▶ [Task goal]:
Copy the data from its first line through the line with "xmin=417 ymin=128 xmax=544 ymax=197", requests included. Shift every bounding-box coordinate in the answers by -68 and leave the numbers in the requests unchanged.

▶ [Excerpted records]:
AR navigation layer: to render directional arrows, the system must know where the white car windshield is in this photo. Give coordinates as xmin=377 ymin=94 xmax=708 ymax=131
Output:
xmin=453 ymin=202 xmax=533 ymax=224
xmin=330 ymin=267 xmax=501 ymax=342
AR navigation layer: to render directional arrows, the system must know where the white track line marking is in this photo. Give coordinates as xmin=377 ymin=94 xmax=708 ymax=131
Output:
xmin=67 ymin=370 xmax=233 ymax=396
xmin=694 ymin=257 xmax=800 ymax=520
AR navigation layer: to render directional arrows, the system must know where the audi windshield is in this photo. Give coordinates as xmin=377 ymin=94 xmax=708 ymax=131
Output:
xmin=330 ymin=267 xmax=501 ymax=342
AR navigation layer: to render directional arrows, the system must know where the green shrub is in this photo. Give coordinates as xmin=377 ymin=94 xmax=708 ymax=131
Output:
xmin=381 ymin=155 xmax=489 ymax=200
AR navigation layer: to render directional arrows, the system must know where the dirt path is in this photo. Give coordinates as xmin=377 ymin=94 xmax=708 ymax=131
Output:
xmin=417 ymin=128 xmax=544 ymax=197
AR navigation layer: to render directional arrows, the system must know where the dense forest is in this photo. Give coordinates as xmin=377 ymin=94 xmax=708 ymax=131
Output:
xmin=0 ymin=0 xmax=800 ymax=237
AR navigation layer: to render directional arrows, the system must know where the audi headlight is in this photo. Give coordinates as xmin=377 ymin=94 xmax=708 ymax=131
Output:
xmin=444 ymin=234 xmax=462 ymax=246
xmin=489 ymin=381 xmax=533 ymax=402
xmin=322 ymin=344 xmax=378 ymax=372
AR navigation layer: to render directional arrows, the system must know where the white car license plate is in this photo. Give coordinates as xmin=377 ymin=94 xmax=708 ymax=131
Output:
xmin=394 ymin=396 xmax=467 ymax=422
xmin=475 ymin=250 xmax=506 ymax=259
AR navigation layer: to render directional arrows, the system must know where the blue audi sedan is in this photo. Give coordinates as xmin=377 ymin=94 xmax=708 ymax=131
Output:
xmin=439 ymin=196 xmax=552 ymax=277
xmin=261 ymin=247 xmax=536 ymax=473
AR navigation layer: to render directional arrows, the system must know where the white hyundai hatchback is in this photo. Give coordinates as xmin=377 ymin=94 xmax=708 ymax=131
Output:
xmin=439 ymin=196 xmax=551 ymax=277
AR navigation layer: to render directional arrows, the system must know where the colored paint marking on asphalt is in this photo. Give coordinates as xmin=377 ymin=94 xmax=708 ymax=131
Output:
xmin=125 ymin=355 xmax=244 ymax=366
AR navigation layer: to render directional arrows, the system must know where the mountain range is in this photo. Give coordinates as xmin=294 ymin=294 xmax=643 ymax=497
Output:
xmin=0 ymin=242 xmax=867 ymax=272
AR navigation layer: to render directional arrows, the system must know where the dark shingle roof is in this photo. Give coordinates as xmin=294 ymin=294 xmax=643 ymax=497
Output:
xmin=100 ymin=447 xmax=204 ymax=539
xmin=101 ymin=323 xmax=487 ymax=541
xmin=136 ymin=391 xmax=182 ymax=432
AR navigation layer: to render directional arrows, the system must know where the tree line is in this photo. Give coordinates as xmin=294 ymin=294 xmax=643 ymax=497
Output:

▶ [Full answer]:
AR navigation layer: to render directional arrows, the system must know where the white car windshield is in this photo. Give coordinates as xmin=377 ymin=94 xmax=708 ymax=131
Output:
xmin=385 ymin=134 xmax=465 ymax=156
xmin=262 ymin=199 xmax=433 ymax=274
AR navigation layer: to render directional arrows, the system must know where the white track line marking is in this photo. Give coordinates as xmin=377 ymin=94 xmax=708 ymax=131
Output:
xmin=-1 ymin=302 xmax=165 ymax=328
xmin=626 ymin=189 xmax=732 ymax=452
AR navigation layer: to render directional arrows, the system must know where the audi windshield is in this photo. Give coordinates as xmin=377 ymin=94 xmax=708 ymax=131
Output:
xmin=262 ymin=199 xmax=433 ymax=274
AR navigation layer: to render directional arrows, the system must know where the green shrub is in this photo. Give coordinates as xmin=377 ymin=94 xmax=708 ymax=131
Output:
xmin=313 ymin=87 xmax=421 ymax=132
AR navigation layer: to render directional arrows, the system must know where the dirt path is in this photo. Give coordinates as xmin=377 ymin=94 xmax=708 ymax=131
Output:
xmin=349 ymin=60 xmax=476 ymax=129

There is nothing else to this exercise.